___ TESTO DI RIFERIMENTO ___
From the inside room when the front room greeting
Becomes your special book, it was simple then
When the party lulls, if we fall by the side
Will you be remembered? Will she be remembered?
Alone in a crowd, a bartered lantern borrowed
If I’m to be your camera, then who will be your face?
Dall’interno della stanza quando il saluto nel soggiorno
Diventa il tuo libro speciale, allora era facile
Quando la festa si acquieta, se noi passiamo in secondo piano
Sarai ricordata? Sarà ricordata?
Solo nella folla, una lanterna barattata presa in prestito
Se devo essere la tua macchina fotografica, chi sarà il tuo volto?
Un’elegia contrita, con tutta la mestizia di un dolore che non può esser mitigato da quell’ultimo lascito affettuoso, un “libro speciale”, presumibilmente con le ultime foto scattate. Carol Levy era una cara amica della band e di Stipe in particolare, collaborava spesso col gruppo e firmò anche l’immagine di retrocopertina di "Radio Free Europe". La sua scomparsa segna quasi uno spartiacque nella storia dei Rem: la fine dell’età dell’innocenza, quella dei bivacchi universitari e dei party selvaggi di Oconee Street, e l’approdo a una dimensione più matura e consapevole. Il ricordo di quella preziosa compagna di vita è affidato a una ballata dalle cadenze inquiete e dimesse: dapprima solo la voce e il ticchettare distante delle percussioni, poi l’ingresso degli altri strumenti, che non altera, però, lo spleen assorto e dolente del brano. Un’atmosfera “spettrale” costruita anche attraverso nuovi espedienti stravaganti in studio: Stipe strappa una maglietta prelevata dalla borsa del manager Jefferson Holt, poi suona un’armonica con la sordina, mentre Buck si diletta con i campanelli, Berry si produce in inediti feedback strisciando il dito sul bordo di un bicchiere e Mills maltratta un vibrafono.
___ SEZIONE DATI ___
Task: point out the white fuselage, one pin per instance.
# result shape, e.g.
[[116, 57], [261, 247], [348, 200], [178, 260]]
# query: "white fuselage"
___
#### COSE DA FARE
a) Secondo il testo, che cosa suona Buck durante la registrazione in studio?
b) Ricopia parola per parola il tratto del testo che comincia con "From the inside" e va avanti fino a "il tuo volto?".
L'elenco non ha alcun legame con il testo.

#### RISPOSTE AI COMPITI
a) I campanelli.

b)
From the inside room when the front room greeting
Becomes your special book, it was simple then
When the party lulls, if we fall by the side
Will you be remembered? Will she be remembered?
Alone in a crowd, a bartered lantern borrowed
If I’m to be your camera, then who will be your face?
Dall’interno della stanza quando il saluto nel soggiorno
Diventa il tuo libro speciale, allora era facile
Quando la festa si acquieta, se noi passiamo in secondo piano
Sarai ricordata? Sarà ricordata?
Solo nella folla, una lanterna barattata presa in prestito
Se devo essere la tua macchina fotografica, chi sarà il tuo volto?